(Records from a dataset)
----------------------------------------

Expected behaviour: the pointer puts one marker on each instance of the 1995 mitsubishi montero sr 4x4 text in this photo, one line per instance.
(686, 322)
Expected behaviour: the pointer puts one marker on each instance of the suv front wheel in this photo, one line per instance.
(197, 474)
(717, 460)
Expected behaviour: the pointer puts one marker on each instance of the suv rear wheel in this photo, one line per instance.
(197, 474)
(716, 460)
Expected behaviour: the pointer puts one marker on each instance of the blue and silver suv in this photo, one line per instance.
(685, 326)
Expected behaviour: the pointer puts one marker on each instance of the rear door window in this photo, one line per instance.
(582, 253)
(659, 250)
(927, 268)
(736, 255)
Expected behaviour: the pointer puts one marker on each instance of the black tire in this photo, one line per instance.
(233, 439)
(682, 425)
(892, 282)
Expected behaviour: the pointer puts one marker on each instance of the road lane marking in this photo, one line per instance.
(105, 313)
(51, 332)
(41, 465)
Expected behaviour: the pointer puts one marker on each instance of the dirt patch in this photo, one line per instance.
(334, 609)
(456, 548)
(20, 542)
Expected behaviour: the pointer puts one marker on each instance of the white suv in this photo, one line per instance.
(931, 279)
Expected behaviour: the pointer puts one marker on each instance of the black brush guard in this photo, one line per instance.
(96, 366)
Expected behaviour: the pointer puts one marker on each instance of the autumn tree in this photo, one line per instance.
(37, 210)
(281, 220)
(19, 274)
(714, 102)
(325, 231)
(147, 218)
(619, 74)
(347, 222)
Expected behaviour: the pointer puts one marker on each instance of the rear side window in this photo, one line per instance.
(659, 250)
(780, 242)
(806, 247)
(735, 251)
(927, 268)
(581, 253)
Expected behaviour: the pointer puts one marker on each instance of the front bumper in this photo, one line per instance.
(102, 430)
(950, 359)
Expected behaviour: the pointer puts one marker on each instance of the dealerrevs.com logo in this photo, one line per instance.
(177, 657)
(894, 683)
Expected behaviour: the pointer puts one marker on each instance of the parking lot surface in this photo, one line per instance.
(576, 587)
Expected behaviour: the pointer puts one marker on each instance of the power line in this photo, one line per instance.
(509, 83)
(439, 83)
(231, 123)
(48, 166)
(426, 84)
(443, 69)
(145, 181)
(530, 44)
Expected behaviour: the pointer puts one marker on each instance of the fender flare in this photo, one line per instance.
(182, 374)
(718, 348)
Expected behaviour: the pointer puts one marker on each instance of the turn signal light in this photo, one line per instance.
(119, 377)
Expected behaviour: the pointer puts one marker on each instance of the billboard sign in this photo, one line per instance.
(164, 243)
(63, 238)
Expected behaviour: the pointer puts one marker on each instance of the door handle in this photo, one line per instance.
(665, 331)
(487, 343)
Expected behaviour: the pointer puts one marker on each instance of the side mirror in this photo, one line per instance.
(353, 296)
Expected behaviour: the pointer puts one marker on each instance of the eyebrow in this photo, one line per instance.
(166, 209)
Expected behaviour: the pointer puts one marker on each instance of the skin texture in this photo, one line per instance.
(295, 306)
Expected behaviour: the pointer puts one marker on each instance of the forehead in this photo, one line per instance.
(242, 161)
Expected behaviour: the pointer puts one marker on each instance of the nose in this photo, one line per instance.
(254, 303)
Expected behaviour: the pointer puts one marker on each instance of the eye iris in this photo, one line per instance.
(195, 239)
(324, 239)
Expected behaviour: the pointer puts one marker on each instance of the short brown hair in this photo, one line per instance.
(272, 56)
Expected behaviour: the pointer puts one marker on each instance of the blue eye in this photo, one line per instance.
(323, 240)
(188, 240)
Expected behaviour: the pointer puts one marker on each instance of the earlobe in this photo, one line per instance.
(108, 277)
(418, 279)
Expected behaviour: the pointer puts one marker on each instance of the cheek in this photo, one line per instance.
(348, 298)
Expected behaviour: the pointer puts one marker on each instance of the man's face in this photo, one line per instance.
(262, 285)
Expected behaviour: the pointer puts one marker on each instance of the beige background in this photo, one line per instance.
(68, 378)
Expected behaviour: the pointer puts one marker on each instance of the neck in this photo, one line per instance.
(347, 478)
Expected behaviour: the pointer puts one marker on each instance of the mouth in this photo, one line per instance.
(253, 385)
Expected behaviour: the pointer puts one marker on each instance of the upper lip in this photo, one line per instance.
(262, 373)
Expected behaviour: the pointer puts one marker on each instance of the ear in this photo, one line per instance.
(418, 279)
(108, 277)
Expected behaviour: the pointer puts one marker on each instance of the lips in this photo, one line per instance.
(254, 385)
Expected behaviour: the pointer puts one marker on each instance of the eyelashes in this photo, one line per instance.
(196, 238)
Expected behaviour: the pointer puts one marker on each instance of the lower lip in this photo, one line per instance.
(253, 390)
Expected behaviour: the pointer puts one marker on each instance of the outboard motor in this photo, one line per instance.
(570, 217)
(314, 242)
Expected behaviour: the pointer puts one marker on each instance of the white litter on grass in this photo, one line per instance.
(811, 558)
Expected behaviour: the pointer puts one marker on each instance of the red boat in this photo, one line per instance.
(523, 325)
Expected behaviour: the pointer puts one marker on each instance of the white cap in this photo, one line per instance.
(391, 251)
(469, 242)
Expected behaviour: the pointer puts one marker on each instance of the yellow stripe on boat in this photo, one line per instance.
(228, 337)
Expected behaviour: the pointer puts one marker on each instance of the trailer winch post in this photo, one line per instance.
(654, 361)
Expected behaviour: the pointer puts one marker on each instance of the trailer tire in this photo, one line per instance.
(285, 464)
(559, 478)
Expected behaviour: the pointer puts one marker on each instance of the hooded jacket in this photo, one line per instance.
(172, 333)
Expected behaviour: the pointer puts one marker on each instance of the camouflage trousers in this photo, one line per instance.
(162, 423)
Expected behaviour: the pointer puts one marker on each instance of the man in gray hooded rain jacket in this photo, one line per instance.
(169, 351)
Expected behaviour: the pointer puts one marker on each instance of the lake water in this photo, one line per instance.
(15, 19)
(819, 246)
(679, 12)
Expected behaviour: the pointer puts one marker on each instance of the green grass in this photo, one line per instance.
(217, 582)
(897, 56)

----------------------------------------

The problem:
Please output the line that contains "trousers in this photo, one line per instance." and every line after it in the entries above, exactly, and nothing more.

Worked solution:
Expected behaviour: the pointer puts one marker on each instance of the camouflage trousers in this photo, one line per instance.
(162, 423)
Expected behaviour: the pointer puts one marker on each instance of the man in gray hooded rain jacket in this photo, one line per instance.
(169, 351)
Expected behaviour: the pointer puts one marker on each instance of the lake water in this photo, one line per instance.
(15, 19)
(819, 246)
(679, 12)
Expected behaviour: the pointer puts one marker on each instance of the green grass in this photo, one line per instance.
(217, 582)
(897, 56)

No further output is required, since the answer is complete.